WHAT NEEDS TO BE DONE:
The line containing "positive clicks: (738, 444)" marks the end: quote every line from the start of the records below through it, word for word.

[Data entries]
────────

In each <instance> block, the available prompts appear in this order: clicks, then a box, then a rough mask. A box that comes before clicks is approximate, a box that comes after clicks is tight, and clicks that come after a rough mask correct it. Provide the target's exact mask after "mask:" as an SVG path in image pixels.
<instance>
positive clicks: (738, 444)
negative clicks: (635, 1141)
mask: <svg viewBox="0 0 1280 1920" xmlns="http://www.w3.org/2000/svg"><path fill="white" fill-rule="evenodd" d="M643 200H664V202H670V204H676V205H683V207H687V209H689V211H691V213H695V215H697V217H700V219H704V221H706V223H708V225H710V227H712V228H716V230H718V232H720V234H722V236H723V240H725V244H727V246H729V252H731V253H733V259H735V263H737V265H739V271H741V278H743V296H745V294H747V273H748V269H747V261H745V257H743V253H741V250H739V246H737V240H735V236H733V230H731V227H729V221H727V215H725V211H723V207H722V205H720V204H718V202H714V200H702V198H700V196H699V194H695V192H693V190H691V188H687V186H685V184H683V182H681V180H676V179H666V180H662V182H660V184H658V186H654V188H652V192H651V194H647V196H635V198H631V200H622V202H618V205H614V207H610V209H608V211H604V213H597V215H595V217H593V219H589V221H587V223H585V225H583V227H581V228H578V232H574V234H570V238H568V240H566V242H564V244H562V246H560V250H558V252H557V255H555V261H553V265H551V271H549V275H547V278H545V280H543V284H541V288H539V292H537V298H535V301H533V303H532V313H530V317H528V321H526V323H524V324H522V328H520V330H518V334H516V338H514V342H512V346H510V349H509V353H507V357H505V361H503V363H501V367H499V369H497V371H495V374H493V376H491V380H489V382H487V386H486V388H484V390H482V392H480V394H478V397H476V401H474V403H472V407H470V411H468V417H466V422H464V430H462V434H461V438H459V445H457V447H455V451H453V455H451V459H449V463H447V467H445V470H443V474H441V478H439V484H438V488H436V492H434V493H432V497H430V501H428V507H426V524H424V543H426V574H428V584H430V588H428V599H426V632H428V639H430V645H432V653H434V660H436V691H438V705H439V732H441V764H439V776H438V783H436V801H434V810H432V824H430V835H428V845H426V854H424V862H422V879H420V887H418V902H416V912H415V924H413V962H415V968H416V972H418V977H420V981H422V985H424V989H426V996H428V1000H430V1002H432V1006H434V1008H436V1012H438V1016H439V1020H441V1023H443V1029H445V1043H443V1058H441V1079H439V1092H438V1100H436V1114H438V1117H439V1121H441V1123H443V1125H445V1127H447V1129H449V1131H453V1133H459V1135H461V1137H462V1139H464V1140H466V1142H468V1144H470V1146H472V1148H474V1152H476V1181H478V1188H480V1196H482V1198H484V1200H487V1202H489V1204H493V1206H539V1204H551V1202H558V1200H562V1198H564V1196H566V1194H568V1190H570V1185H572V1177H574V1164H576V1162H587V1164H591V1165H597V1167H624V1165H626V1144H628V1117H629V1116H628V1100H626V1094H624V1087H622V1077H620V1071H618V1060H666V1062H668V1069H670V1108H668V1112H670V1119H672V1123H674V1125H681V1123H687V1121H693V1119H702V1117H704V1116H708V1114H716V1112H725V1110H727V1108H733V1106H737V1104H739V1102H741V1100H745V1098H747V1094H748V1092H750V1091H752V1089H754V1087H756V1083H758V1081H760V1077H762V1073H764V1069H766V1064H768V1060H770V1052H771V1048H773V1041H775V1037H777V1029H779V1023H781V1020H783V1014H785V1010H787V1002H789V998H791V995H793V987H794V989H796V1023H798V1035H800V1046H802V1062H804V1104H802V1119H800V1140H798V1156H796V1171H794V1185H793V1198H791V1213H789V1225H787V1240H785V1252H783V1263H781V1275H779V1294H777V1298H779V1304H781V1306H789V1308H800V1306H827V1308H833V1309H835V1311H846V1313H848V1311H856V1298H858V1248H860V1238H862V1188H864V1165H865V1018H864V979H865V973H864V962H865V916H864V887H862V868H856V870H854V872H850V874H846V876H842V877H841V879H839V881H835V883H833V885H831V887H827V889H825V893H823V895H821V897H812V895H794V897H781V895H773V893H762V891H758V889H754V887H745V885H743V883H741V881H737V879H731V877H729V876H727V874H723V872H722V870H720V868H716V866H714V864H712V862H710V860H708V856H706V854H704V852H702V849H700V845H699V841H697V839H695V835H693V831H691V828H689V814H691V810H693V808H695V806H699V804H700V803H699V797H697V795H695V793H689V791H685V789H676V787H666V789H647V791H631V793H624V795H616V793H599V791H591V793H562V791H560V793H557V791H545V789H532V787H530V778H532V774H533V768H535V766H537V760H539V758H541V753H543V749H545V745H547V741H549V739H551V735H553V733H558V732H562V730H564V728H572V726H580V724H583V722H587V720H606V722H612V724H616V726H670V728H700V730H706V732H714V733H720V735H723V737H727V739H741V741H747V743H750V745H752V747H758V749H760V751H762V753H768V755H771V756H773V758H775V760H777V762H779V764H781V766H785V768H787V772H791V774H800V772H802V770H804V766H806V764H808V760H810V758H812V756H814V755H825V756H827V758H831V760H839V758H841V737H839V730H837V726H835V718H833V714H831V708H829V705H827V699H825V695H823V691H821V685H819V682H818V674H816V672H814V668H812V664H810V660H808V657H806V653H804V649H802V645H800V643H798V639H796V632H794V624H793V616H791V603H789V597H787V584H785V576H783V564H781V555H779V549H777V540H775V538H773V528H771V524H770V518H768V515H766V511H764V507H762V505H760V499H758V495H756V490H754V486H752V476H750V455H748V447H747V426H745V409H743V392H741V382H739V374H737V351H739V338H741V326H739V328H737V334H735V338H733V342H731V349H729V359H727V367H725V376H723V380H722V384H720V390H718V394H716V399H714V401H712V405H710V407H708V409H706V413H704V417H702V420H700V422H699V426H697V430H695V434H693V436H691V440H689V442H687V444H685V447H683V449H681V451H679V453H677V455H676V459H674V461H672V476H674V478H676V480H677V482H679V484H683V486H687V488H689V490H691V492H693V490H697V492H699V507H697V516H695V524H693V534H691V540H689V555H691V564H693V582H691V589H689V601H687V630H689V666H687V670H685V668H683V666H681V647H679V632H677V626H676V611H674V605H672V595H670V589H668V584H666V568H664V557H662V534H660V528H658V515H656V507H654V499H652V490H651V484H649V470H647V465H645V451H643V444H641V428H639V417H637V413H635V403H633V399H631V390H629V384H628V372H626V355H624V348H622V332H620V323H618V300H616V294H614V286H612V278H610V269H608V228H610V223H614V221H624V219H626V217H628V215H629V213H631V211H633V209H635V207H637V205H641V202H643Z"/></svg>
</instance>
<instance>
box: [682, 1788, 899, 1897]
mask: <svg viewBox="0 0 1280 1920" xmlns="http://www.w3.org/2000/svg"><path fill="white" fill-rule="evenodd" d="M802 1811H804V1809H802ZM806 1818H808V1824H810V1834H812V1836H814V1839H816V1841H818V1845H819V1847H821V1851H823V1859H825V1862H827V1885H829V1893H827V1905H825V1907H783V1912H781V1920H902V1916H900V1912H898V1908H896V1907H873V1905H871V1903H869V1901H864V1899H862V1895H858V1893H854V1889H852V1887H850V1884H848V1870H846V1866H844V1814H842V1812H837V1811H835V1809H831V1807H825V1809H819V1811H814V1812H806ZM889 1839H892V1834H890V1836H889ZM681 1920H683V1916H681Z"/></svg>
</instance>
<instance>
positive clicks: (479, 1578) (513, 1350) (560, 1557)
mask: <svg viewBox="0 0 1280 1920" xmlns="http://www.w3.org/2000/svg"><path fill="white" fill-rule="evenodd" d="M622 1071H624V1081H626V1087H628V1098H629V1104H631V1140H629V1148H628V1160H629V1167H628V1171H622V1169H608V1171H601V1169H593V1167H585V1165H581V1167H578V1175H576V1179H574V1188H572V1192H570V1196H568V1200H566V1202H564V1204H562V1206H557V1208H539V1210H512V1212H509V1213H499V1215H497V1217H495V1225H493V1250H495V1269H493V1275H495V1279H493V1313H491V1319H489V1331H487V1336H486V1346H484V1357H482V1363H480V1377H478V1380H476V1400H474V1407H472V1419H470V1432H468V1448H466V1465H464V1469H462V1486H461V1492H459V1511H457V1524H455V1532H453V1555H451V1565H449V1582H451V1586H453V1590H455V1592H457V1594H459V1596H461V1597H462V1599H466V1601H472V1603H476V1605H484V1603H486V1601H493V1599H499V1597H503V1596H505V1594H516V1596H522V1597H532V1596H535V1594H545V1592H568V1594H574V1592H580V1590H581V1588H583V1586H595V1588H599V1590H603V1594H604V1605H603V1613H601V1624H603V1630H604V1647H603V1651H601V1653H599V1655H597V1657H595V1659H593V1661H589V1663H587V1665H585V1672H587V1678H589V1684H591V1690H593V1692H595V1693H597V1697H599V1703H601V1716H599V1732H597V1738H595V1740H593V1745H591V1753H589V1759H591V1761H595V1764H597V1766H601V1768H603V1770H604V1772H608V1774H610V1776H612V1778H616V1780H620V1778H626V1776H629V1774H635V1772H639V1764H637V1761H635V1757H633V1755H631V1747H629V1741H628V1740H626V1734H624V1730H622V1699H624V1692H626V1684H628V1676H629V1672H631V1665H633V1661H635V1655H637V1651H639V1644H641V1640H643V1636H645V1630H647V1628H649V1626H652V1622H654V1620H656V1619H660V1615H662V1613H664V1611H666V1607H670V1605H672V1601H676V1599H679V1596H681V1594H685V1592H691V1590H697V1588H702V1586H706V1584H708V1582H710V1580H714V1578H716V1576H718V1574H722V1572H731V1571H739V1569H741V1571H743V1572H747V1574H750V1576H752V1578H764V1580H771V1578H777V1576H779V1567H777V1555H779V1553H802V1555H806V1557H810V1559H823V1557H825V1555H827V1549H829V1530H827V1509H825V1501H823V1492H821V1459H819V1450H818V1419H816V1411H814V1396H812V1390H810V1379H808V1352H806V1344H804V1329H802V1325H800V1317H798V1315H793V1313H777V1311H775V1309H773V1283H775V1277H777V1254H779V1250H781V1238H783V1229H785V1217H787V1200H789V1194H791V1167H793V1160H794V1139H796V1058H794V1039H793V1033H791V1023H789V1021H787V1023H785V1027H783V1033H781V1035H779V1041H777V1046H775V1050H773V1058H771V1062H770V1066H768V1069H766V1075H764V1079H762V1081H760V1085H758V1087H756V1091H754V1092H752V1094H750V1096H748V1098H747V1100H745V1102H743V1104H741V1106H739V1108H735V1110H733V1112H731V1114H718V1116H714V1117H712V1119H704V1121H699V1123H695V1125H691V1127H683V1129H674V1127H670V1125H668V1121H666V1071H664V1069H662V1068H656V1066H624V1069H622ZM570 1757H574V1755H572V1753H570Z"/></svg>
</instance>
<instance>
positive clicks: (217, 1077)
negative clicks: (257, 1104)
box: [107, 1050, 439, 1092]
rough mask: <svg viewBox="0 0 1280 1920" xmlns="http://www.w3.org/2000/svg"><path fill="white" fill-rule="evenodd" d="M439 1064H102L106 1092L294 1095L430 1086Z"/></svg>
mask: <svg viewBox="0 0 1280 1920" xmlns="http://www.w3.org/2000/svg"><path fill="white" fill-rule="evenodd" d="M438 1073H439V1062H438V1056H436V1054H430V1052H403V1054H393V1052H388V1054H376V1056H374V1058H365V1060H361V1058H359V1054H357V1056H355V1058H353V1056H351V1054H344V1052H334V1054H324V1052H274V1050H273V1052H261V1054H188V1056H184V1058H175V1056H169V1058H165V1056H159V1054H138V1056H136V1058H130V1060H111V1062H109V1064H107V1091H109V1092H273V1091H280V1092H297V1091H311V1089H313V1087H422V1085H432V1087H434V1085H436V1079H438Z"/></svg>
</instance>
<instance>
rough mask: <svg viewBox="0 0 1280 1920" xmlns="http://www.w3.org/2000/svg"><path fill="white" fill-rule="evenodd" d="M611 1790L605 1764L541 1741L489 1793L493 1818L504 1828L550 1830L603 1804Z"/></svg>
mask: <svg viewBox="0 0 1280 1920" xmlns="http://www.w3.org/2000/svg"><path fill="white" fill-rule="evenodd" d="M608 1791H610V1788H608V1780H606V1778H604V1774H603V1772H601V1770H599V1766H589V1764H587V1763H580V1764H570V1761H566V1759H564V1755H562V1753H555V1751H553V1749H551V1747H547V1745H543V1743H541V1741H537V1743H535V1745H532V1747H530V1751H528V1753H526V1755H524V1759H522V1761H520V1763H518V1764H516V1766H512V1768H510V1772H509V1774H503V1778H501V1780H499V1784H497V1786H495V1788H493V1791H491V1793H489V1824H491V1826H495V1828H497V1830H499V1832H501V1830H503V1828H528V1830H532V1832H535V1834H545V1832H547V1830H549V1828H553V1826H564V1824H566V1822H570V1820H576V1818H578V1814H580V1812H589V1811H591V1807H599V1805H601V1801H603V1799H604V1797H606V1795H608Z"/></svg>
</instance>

────────

SOLUTION BELOW:
In each <instance> block, the available prompts appear in this order: clicks, then a box, then a rough mask. A box that comes before clicks is approximate, a box that comes after clicks is tight, and clicks that come after a rough mask correct it. Provide the target's exact mask after "mask:" as an SVG path in image pixels.
<instance>
positive clicks: (738, 444)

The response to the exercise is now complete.